* [What you are asked to do] Line count for "water": give the number of lines in the records below that hold it, and nothing else.

* [Records shown]

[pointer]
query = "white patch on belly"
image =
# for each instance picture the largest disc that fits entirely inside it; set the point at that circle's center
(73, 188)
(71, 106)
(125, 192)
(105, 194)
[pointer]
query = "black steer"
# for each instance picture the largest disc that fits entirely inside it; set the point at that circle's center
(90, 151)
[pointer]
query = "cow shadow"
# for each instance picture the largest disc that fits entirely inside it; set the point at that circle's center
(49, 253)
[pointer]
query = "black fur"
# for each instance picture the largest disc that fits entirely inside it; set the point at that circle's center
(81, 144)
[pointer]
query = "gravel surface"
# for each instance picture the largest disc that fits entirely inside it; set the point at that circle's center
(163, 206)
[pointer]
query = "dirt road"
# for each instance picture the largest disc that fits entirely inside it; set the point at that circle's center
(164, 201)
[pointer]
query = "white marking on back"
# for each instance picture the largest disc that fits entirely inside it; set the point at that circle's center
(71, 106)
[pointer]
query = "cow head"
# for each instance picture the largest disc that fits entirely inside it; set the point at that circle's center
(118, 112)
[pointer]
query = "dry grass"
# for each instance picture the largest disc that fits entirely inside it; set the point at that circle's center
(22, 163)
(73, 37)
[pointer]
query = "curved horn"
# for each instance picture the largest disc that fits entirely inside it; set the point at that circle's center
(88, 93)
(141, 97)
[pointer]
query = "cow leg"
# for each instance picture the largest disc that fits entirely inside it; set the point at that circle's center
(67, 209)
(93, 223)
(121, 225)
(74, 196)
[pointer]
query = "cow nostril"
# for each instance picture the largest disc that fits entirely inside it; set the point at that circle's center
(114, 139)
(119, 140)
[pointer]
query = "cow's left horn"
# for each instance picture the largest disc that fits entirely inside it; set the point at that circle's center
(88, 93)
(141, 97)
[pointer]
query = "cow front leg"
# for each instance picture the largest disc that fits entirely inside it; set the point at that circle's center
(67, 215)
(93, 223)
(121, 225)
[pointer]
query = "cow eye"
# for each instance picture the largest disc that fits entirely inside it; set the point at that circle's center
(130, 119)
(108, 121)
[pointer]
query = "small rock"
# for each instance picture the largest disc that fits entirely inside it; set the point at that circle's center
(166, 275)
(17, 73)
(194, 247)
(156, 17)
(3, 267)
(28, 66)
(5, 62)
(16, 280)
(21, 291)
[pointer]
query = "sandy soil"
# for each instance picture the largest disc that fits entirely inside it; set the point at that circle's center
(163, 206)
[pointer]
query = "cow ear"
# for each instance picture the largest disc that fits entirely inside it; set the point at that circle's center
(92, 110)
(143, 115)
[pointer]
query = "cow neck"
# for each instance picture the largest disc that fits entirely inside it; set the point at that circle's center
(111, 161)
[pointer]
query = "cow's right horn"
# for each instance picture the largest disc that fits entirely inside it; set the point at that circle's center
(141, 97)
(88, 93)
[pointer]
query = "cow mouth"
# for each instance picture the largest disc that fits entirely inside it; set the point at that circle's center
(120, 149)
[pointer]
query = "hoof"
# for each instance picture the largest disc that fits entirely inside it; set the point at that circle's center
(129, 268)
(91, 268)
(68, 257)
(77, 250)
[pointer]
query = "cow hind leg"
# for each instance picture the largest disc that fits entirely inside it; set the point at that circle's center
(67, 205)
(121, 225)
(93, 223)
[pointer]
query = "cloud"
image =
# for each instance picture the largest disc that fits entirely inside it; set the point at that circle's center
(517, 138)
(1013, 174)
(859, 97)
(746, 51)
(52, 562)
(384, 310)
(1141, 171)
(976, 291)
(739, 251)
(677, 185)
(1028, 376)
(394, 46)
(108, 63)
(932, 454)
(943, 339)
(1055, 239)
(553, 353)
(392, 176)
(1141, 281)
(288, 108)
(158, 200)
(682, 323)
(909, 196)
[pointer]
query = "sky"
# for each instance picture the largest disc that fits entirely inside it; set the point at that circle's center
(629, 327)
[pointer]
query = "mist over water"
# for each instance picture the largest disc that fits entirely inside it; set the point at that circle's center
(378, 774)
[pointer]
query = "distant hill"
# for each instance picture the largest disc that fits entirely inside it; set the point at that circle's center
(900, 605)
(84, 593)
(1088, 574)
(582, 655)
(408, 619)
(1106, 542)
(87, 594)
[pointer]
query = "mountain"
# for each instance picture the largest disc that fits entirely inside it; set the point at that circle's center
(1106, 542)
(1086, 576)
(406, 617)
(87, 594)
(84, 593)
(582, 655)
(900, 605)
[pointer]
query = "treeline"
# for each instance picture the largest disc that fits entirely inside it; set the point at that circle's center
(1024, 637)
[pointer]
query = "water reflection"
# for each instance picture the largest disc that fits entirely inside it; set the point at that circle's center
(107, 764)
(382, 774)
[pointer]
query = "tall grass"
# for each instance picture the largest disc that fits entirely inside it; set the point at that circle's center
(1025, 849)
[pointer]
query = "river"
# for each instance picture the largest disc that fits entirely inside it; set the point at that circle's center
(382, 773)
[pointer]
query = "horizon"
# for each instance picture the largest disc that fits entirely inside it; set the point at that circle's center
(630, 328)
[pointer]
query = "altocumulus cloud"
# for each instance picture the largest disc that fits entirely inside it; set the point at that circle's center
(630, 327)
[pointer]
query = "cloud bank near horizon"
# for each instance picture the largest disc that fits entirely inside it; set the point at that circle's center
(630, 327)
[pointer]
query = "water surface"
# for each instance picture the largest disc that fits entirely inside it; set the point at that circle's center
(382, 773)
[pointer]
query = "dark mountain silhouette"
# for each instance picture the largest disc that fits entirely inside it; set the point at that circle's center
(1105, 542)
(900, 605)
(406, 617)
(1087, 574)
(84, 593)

* [Written solution] 3